**AIM OF THE EXERCISE**
From the entries below, return every line that includes the word "query".

**INFORMATION PROVIDED**
- - -
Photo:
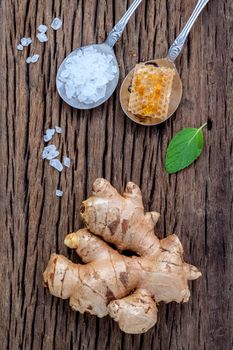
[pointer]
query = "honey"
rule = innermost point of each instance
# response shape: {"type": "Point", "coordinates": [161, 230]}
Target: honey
{"type": "Point", "coordinates": [151, 90]}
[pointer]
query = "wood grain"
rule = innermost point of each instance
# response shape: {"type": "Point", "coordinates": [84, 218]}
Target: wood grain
{"type": "Point", "coordinates": [196, 203]}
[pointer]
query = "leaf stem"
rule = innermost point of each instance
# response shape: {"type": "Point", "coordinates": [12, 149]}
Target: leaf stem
{"type": "Point", "coordinates": [202, 127]}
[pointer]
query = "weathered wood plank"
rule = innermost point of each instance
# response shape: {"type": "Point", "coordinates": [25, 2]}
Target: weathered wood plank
{"type": "Point", "coordinates": [196, 203]}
- - -
**RESULT OF THE TASK**
query = "honey"
query = "wood grain"
query = "leaf stem"
query = "weathered wood plank"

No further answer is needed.